▶ _Data supplied_
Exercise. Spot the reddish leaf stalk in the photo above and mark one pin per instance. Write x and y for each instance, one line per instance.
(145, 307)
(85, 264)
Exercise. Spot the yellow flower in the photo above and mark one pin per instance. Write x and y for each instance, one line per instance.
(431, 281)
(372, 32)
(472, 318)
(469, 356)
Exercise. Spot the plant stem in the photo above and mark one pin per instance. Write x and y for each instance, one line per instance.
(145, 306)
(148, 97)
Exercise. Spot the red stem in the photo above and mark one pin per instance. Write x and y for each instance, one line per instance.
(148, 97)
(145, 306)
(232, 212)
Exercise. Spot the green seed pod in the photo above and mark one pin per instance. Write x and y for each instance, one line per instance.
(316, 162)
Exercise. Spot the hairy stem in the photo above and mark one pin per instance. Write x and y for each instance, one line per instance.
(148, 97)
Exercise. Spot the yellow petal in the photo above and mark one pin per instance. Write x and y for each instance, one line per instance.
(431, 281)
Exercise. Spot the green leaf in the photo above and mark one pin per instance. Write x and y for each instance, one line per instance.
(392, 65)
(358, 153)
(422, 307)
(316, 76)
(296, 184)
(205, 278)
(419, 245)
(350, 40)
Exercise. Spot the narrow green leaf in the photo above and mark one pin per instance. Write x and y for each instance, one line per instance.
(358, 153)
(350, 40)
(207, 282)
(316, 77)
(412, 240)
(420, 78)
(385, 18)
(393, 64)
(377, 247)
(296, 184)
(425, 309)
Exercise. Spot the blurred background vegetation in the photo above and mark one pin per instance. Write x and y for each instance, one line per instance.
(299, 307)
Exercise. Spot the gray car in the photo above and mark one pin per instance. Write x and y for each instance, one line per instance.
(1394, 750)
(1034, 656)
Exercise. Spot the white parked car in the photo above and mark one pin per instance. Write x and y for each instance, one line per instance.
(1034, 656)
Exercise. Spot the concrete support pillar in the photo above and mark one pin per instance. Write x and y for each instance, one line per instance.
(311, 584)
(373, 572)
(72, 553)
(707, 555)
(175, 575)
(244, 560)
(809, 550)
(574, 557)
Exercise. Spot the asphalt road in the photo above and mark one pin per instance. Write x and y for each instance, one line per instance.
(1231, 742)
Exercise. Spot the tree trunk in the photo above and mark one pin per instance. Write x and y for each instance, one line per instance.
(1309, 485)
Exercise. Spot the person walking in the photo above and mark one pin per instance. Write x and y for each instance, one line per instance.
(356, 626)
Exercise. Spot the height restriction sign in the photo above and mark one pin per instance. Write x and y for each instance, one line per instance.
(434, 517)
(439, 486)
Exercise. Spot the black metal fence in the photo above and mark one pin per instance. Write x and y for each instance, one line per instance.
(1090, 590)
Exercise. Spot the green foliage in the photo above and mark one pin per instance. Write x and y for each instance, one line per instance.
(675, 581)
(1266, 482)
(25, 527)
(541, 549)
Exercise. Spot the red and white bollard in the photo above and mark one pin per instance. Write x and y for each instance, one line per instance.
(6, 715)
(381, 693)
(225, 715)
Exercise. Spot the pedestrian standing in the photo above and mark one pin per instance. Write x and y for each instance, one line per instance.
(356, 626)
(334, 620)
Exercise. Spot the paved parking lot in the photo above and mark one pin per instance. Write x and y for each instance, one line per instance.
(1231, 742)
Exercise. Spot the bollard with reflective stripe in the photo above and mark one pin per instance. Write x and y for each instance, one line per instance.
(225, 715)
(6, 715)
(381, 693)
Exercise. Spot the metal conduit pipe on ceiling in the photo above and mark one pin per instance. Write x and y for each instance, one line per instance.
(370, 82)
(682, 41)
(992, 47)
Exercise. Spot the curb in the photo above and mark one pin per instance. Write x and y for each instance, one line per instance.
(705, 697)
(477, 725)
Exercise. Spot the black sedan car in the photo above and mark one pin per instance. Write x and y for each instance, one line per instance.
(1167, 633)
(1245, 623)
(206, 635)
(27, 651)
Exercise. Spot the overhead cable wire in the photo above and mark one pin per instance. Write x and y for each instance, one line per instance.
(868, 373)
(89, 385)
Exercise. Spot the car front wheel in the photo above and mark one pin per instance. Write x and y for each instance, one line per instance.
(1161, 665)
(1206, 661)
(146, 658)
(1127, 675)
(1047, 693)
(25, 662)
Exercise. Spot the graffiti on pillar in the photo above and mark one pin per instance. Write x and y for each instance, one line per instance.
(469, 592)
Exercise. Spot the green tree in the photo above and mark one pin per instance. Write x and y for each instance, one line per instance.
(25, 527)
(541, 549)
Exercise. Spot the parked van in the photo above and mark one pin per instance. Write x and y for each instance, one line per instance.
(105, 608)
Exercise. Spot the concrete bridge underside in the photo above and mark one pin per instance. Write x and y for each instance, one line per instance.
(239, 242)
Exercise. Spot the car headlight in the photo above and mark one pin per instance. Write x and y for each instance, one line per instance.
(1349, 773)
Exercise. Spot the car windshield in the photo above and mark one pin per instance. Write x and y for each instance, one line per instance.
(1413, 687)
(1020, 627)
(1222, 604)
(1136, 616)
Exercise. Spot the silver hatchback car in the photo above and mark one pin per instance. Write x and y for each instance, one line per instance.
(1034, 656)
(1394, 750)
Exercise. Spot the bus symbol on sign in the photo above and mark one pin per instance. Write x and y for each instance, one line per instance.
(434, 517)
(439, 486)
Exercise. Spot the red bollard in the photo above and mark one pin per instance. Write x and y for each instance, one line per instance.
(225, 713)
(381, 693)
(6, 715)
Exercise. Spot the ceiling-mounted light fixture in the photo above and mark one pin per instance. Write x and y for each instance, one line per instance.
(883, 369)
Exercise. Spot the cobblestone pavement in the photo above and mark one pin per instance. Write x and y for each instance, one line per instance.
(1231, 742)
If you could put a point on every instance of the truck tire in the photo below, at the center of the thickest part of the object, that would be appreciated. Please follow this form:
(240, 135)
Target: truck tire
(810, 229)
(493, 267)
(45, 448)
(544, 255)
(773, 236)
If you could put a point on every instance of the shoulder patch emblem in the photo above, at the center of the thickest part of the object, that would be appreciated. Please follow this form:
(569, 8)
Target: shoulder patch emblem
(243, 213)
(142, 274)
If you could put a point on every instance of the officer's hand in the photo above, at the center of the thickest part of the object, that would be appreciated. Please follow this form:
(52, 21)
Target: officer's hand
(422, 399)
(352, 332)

▶ _Your goal_
Rewrite the part of the listing that opens with the line containing "Exercise. Spot the green tree" and closes with the line containing "(1349, 773)", replacing "Spot" with "Locate" and leaving everything else unchanged. Return only those lines.

▶ _Exercise output_
Exercise. Locate the green tree in the photo above and mark one pin per instance. Write x and y for each instance, one line per instance.
(25, 527)
(541, 549)
Exercise. Locate the parked van in the photo above and mark one pin per instance. Write x and y for each instance, one line per instance.
(105, 608)
Exercise. Locate the concrete bridge underside in the photo above and mark one pin per instance. Write x and y for each instance, one line per instance.
(239, 242)
Exercise. Locate the car headlight in the photo above and mark one pin per instance. Write x and y for each instance, one line per instance.
(1349, 773)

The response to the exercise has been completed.